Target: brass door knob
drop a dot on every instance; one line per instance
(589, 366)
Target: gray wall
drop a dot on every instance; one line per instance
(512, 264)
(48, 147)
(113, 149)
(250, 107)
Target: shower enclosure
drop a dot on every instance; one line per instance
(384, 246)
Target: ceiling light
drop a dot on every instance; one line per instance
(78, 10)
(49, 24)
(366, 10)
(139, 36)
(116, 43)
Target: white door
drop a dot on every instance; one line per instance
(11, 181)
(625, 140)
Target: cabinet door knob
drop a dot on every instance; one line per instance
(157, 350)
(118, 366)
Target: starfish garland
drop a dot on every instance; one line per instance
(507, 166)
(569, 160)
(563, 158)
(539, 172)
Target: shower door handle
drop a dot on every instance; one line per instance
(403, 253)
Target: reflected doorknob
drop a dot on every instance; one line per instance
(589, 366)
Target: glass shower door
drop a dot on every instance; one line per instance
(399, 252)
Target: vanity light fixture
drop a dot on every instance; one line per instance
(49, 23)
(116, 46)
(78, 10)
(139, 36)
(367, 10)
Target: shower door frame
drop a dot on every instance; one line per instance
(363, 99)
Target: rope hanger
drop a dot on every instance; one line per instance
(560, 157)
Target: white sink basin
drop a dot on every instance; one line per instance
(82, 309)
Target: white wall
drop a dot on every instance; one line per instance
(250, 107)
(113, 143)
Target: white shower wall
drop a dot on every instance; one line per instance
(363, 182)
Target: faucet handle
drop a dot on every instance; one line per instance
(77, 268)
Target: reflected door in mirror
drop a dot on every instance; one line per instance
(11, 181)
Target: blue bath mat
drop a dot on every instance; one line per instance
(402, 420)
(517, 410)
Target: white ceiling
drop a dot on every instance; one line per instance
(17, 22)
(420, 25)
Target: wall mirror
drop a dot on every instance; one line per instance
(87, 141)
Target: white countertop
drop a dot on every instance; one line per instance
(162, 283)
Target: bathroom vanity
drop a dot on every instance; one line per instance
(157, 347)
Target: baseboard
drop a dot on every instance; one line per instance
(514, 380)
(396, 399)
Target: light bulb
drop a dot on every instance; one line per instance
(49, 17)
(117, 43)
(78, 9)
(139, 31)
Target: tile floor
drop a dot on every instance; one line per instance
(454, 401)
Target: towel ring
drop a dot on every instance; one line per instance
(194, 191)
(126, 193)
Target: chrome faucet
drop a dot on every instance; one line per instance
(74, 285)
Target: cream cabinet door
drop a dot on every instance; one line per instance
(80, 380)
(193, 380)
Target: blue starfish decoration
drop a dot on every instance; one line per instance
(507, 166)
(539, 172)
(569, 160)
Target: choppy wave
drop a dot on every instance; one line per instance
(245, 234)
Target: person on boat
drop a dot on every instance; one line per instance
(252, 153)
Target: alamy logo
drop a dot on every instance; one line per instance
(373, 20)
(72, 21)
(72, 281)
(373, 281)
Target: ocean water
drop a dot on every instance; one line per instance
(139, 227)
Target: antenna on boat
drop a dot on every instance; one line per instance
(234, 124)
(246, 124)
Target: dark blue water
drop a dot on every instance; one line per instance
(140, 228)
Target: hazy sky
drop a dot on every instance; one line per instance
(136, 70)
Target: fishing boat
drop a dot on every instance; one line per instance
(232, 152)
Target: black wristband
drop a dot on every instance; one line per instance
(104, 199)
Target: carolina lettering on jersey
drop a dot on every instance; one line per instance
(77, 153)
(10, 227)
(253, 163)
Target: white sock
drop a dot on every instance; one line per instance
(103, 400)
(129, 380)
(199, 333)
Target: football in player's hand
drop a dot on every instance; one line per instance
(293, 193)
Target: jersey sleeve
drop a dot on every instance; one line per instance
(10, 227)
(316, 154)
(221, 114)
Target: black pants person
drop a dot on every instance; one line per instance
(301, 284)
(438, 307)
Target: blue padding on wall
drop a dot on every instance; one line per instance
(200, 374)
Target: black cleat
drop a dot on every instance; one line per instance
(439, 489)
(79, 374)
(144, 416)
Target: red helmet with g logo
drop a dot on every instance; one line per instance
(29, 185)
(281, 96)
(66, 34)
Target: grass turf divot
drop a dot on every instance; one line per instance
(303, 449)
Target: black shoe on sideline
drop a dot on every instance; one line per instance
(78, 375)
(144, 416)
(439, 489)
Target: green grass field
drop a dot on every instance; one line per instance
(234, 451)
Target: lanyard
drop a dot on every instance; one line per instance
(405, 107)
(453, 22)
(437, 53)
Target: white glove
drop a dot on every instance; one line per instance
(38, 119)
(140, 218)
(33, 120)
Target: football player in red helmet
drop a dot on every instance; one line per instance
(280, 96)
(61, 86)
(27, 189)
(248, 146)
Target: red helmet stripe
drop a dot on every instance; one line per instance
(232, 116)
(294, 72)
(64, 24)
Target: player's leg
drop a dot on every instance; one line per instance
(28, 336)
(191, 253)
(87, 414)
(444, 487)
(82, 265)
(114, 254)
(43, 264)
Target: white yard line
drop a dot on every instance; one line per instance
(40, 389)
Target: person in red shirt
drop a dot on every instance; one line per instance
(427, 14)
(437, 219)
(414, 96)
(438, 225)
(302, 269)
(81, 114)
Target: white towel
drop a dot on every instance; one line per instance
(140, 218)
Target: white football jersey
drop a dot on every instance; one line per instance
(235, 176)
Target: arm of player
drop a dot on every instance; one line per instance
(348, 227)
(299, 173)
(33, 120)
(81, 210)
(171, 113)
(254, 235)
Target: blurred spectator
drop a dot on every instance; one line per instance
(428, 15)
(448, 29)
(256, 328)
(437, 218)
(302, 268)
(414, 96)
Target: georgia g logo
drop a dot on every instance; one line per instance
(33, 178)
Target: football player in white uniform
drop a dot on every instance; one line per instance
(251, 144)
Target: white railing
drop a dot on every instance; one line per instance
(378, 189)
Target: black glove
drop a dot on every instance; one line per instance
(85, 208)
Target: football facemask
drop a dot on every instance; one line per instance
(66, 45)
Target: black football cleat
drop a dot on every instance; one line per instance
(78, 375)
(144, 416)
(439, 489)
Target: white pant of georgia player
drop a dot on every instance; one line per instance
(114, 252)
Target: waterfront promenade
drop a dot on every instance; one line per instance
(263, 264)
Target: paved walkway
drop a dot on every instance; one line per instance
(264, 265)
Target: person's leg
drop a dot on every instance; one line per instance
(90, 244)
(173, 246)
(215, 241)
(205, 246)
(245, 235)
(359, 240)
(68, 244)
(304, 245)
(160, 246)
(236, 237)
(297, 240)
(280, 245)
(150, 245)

┄┄┄┄┄┄┄┄┄┄

Rewrite the material from the line containing "Target: football facemask" to the end, keeping every line in order, including the requests, and lower each coordinate in the points by 76.

▸ FULL OUTPUT
Target: football facemask
drop a dot on every instance; one line per instance
(-10, -31)
Target: black football cleat
drop a dot on every instance; one line per instance
(2, 299)
(68, 340)
(363, 413)
Target: white pant of georgia player
drop a dot on every instance; one line per instance
(38, 176)
Target: waterfront promenade
drop a dot on every instance; one line per instance
(187, 188)
Target: paved walkway
drop a dot on every instance; one line per instance
(188, 189)
Target: person's leg
drop a dot on every instance; one line per instance
(14, 168)
(97, 170)
(139, 165)
(129, 170)
(169, 159)
(283, 164)
(-8, 168)
(228, 169)
(84, 170)
(160, 161)
(221, 164)
(204, 169)
(74, 169)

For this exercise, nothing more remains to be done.